(Directive): Please rewrite the stretch from the line containing "Spot patio furniture." through the line containing "[584,321,624,380]", putting "beige wall" in place of "gray wall" and keeping everything else unchanged.

(Image entries for named regions)

* * * * *

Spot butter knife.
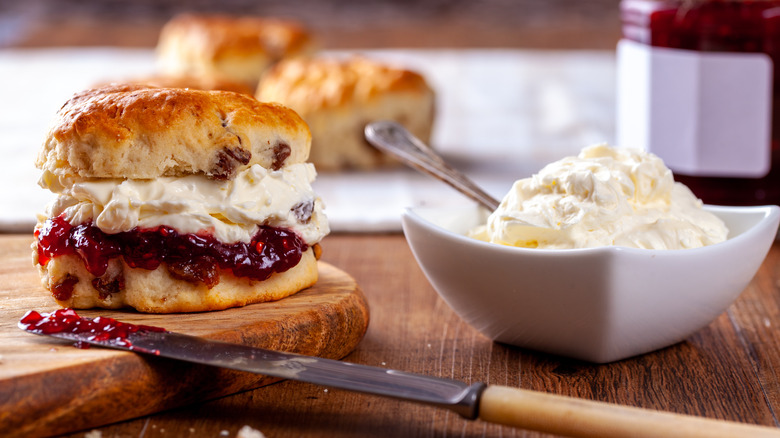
[18,309,780,438]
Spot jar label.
[616,39,773,178]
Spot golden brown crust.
[256,56,433,113]
[33,244,318,313]
[157,14,313,86]
[256,57,435,171]
[36,84,311,179]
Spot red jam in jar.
[618,0,780,205]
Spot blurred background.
[0,0,620,50]
[0,0,620,232]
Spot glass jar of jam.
[617,0,780,205]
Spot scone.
[94,74,255,96]
[256,57,435,171]
[33,85,329,313]
[157,14,313,90]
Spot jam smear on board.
[19,309,166,353]
[35,216,308,292]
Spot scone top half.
[36,85,311,179]
[33,85,329,312]
[157,14,314,88]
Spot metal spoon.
[365,120,499,211]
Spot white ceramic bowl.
[402,206,780,363]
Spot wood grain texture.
[56,235,780,438]
[0,236,369,437]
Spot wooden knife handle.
[479,386,780,438]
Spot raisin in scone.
[256,57,434,171]
[33,85,329,313]
[157,14,314,90]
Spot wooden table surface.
[0,234,780,438]
[0,0,780,438]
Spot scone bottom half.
[32,217,321,313]
[32,85,327,313]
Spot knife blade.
[18,309,780,438]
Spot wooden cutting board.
[0,236,369,437]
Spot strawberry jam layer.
[35,216,308,287]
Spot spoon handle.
[365,121,499,211]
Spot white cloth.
[0,48,616,232]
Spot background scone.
[256,57,435,171]
[93,74,255,96]
[33,85,329,313]
[157,14,313,90]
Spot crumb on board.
[236,425,265,438]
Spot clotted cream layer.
[472,145,728,249]
[40,163,330,245]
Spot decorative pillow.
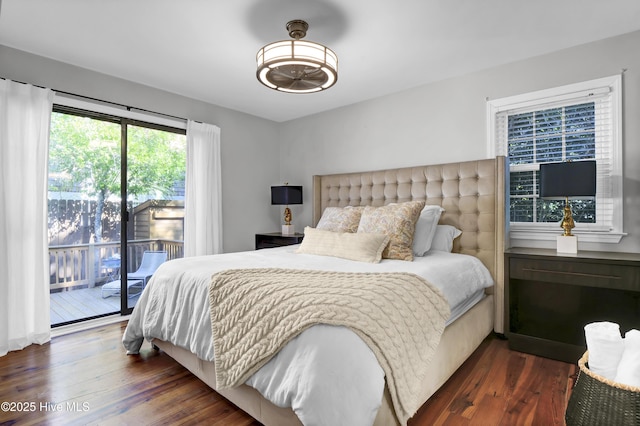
[413,205,444,256]
[358,201,424,261]
[296,226,389,263]
[316,206,364,232]
[431,225,462,253]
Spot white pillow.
[296,226,389,263]
[413,205,444,256]
[431,225,462,253]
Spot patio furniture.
[102,280,144,299]
[102,251,167,299]
[127,251,167,288]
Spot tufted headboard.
[313,157,506,333]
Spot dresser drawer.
[509,257,640,291]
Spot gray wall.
[0,45,280,252]
[0,32,640,252]
[280,32,640,252]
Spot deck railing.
[49,240,184,290]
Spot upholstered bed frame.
[153,157,506,426]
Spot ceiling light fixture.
[256,19,338,93]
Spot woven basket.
[565,351,640,426]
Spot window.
[487,76,623,242]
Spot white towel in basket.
[612,330,640,388]
[584,321,624,380]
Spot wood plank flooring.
[0,322,577,426]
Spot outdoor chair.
[127,251,167,288]
[102,251,167,299]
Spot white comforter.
[123,246,493,425]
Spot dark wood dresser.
[256,232,304,250]
[505,248,640,363]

* * * * *

(Output of the exercise):
Spot patio furniture.
[102,280,144,299]
[102,251,167,299]
[127,251,167,288]
Spot tufted headboard.
[313,157,506,333]
Spot dresser drawer.
[509,257,640,291]
Spot beige wall.
[0,45,280,252]
[0,32,640,252]
[280,32,640,252]
Spot deck railing.
[49,240,184,290]
Spot upholstered bed frame.
[153,157,506,426]
Spot ceiling light fixture.
[256,19,338,93]
Spot woven basket.
[565,351,640,426]
Spot window.
[487,76,623,242]
Spot white towel in basket.
[612,330,640,388]
[584,321,624,380]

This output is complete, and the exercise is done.